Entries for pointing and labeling
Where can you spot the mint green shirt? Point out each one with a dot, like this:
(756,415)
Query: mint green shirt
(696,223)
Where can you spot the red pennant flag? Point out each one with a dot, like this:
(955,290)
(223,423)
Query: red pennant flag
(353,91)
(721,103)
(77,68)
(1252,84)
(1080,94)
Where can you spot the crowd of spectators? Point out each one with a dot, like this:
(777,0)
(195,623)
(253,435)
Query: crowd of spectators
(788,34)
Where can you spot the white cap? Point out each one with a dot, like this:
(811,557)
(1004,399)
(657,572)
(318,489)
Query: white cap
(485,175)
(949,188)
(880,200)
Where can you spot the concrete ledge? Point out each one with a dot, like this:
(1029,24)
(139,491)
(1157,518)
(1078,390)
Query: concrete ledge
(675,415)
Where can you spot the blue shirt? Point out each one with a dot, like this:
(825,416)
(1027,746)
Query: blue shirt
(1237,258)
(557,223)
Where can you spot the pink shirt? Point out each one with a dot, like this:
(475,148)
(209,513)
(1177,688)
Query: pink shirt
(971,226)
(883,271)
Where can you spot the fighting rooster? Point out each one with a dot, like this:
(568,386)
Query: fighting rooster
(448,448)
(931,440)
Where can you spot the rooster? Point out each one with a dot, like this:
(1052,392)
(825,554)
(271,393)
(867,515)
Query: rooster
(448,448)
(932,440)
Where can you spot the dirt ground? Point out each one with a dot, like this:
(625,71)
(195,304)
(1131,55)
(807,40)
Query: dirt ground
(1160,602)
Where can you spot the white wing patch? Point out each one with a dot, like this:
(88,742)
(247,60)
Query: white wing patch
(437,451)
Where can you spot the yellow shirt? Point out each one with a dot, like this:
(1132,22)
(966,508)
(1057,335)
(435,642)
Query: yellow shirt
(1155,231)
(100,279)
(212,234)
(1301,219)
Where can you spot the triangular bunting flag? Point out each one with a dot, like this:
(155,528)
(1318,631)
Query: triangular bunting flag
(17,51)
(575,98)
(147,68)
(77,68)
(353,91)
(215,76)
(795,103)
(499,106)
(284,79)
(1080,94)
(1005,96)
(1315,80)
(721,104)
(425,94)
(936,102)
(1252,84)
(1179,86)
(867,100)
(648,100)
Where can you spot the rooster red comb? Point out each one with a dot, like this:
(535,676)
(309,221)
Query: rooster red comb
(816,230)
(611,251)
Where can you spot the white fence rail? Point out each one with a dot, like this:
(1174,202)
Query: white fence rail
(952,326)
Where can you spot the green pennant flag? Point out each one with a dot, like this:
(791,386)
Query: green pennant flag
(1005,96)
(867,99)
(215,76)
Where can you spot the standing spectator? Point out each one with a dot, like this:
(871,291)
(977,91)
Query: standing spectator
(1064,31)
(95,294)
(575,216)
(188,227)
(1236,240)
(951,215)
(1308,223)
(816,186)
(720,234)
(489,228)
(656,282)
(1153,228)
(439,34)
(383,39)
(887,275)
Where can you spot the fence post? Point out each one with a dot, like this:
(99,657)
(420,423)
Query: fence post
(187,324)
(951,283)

* [Written instruction]: Convert every row above into a numbered list, leaving out any blank lines.

* [Task response]:
1. Where can you spot the mint green shirt? Point out each one with a dot, like this:
2. (756,415)
3. Query: mint green shirt
4. (696,223)
5. Where can you spot the red pennant flag? Point out each one with a dot, like this:
6. (955,290)
7. (223,423)
8. Query: red pennant flag
9. (353,91)
10. (721,103)
11. (77,68)
12. (1252,84)
13. (1080,94)
14. Where can you spot the crowd of spectators? Point out each one with a dot, like this:
15. (777,0)
16. (195,623)
17. (253,435)
18. Query: crowd of spectators
19. (788,34)
20. Where can you spot the white cap? Point out each one with a dot, like this:
21. (811,557)
22. (1004,399)
23. (657,572)
24. (318,489)
25. Query: white cap
26. (485,175)
27. (949,188)
28. (880,200)
29. Where can you spot the concrete ledge? Point out each one with a dot, like this:
30. (1029,24)
31. (139,491)
32. (1157,518)
33. (1078,390)
34. Query: concrete ledge
35. (675,415)
36. Where can you spot the blue shirt? Point out each one with a dot, like this:
37. (825,416)
38. (1027,746)
39. Query: blue shirt
40. (1237,258)
41. (557,223)
42. Where can you spot the pink shirt? Point out each one with a dot, like this:
43. (475,148)
44. (209,513)
45. (1177,688)
46. Query: pink shirt
47. (971,226)
48. (883,271)
49. Where can you spot the fighting rooster? Point out each one with a dot, like this:
50. (568,386)
51. Query: fighting rooster
52. (448,448)
53. (931,440)
54. Where can you spot the rooster? Point out each one with a dot, like this:
55. (1052,392)
56. (825,554)
57. (271,393)
58. (867,515)
59. Query: rooster
60. (448,448)
61. (932,440)
62. Where can you spot the dirt ground? Point out each one with a dot, like this:
63. (625,71)
64. (195,304)
65. (1131,55)
66. (807,40)
67. Query: dirt ground
68. (1160,602)
69. Where can you spot the white wing patch? Point out each one with a dot, like this:
70. (88,742)
71. (247,60)
72. Query: white wing patch
73. (437,451)
74. Where can you spot the yellow shirt? Point out each one with a dot, like this:
75. (1132,22)
76. (966,508)
77. (1057,335)
78. (435,642)
79. Query: yellow shirt
80. (1155,231)
81. (100,279)
82. (212,234)
83. (1301,219)
84. Where can you spot the triangular bunting flag? Point out each one with a dot, like this:
85. (155,528)
86. (1318,631)
87. Query: triangular bunting flag
88. (17,51)
89. (575,98)
90. (147,68)
91. (77,68)
92. (353,91)
93. (215,76)
94. (795,103)
95. (499,106)
96. (284,79)
97. (1080,94)
98. (1005,96)
99. (1315,80)
100. (721,104)
101. (425,94)
102. (936,102)
103. (1252,84)
104. (1179,86)
105. (867,100)
106. (648,100)
107. Where can you spot the rooster red comb? Point out each one with a dot, like this:
108. (535,676)
109. (309,221)
110. Query: rooster red comb
111. (816,230)
112. (611,251)
113. Where can you spot the white fence rail? Point out each one with a dot, like this:
114. (1174,202)
115. Query: white fence rail
116. (952,326)
117. Where can you spot the green pennant flag? Point out each one with a dot, like this:
118. (791,386)
119. Query: green pennant flag
120. (1005,96)
121. (867,99)
122. (215,76)
123. Where can you spot the standing spectator? Point out each one with a dot, like this:
124. (871,291)
125. (977,91)
126. Query: standing spectator
127. (1064,31)
128. (95,294)
129. (575,216)
130. (188,227)
131. (1236,240)
132. (951,215)
133. (1308,223)
134. (816,186)
135. (720,234)
136. (489,228)
137. (656,282)
138. (1153,228)
139. (439,34)
140. (383,39)
141. (887,275)
142. Where can you spot the fence post? Point out each one with a dot, like this:
143. (99,657)
144. (420,423)
145. Query: fence post
146. (187,324)
147. (951,283)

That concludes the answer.